# Task A
In the mailing-list message about binary portability, which two shared libraries are named as critical for binaries like coreutils or bash to run on other systems?
# Task B
Carry on the mailing-list message about binary portability from its final line.

# Supplied text
--- begin ---

On Tue, 16 May 2023 at 04:22, Russ Allbery <r...@debian.org> wrote:
> Luca Boccassi <bl...@debian.org> writes:
> > On Mon, 15 May 2023 at 16:18, Russ Allbery <r...@debian.org> wrote:
>
> >> Note that we're not talking about complicated packages with lots of
> >> runtime like, say, Emacs.  As I understand it your proposal wouldn't
> >> change PT_INTERP for that binary anyway.  We're presumably talking
> >> about the kind of binaries that you need to bootstrap a minimal system,
> >> so packages like coreutils or bash.  And I would indeed expect those
> >> binaries to be generally portable, as long as the same critical shared
> >> libraries are available on other systems (in this case, PCRE2 and
> >> ncurses).
>
> > Is that really the case? Let's test that hypothesis:
>
> I think you may have not read my whole message before replying, and also
> please assume that I know really basic facts about glibc compatibility and
> am not referring to that.
>
> I said "of a similar vintage" (farther down in my message) because of
> course we all know that binaries built against newer versions of glibc
> don't run on systems with older versions of glibc (and likewise for shared
> libraries in general and thus libselinux), and you tested a Debian
> unstable package on an Ubuntu system from 2020.  This says nothing
> interesting and has nothing to do with my point.

--- end ---

# Records provided

--- begin ---

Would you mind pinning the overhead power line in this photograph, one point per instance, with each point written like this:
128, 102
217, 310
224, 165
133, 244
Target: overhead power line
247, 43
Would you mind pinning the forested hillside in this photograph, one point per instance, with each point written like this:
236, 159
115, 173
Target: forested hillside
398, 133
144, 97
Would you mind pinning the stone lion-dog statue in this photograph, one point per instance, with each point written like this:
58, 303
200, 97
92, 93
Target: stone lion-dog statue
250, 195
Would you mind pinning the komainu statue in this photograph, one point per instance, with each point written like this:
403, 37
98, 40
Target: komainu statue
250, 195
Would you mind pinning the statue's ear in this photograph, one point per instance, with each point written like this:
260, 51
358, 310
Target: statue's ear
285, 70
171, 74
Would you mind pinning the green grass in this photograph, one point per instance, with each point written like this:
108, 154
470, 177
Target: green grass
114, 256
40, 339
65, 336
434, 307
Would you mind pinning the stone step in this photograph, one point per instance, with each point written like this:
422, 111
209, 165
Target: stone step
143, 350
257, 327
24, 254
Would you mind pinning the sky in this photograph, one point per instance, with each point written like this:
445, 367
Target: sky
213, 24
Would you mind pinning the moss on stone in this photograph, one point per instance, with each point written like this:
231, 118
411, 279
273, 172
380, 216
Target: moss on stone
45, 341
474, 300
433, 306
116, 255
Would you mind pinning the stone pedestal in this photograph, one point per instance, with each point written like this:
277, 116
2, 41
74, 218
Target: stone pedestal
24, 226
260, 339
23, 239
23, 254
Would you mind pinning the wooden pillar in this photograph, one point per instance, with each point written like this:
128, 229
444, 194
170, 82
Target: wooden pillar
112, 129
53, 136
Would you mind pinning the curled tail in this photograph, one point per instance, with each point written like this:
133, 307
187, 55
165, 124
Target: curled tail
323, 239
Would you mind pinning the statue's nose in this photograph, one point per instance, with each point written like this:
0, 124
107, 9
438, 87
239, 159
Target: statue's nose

--- end ---

# Task answer A
PCRE2 and ncurses.

# Task answer B
It does say something interesting. When we started, the assertion was
that packages not relying on the symlink being present was fundamental
for portability and cross-compatibility. Then, it shrinked to
portability and cross-compatibility of a subset of packages. Now it
further shrank to portability and cross-compatibility of a subset of
packages of a subset of vintages.
Why is the requirement that libselinux and glibc are not too recent
fine to have on coreutils, but the requirement that there's a symlink
is out of the question? If anything, the latter is trivial to add, so
the formers should feel more "disruptive" and game-breaking, no?

> > Whoops. Does this make coreutils rc-buggy now? ;-)
>
> You are the only person who is talking about RC bugs.  The bar here is not
> "prove to me that this is RC buggy," the bar is "you have to prove to a
> bunch of Debian core maintainers that they should break the ABI in their
> packages" (not to mention the additional small but permanent build
> complexity).  Demanding they prove to you that it's a bad idea is not how
> this works.

It's a tongue-in-cheek comment, I had hoped the emojii would give that away.

> The point of standards like an ABI is that a bunch of entirely unrelated
> people who never talk to each other and never look at each other's
> software are allowed to rely on them and assume no one else will break
> them.  This is how free software scales; without invariants that everyone
> can rely on without having to explain how they're relying on them, it is
> much more difficult to get an ecosystem to work together.  We don't just
> break things because they don't seem important; the space of people who
> may be relying on this standard is unknowable, which is the entire point.
> Opening those boxes is really expensive (in time, planning, communication,
> debugging, and yes, compatibility) and we should only do it when it
> really, really matters.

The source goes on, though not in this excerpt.